Provided data:
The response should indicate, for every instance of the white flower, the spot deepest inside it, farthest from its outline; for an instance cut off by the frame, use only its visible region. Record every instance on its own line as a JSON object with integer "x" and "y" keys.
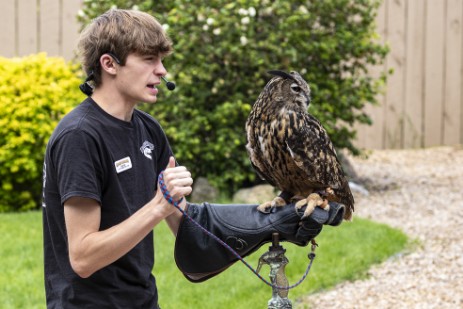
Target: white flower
{"x": 252, "y": 11}
{"x": 243, "y": 11}
{"x": 303, "y": 9}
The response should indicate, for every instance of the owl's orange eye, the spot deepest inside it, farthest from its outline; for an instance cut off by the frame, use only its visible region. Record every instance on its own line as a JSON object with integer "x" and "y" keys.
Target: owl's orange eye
{"x": 295, "y": 87}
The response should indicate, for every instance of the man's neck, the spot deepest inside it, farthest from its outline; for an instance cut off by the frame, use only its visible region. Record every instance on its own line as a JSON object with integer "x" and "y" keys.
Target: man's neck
{"x": 113, "y": 104}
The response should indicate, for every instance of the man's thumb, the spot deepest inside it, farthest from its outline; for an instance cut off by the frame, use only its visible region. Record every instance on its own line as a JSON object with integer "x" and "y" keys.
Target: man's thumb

Your objective: Copy out each line in the listing that has the word "thumb".

Answer box:
The response should indicate, for every instance of the man's thumb, the spot deepest inside it, farthest from its outline; for an instance cut off by the frame, use only its visible region. Record every instance on its own line as a JSON object with integer "x" and "y" keys.
Target: man's thumb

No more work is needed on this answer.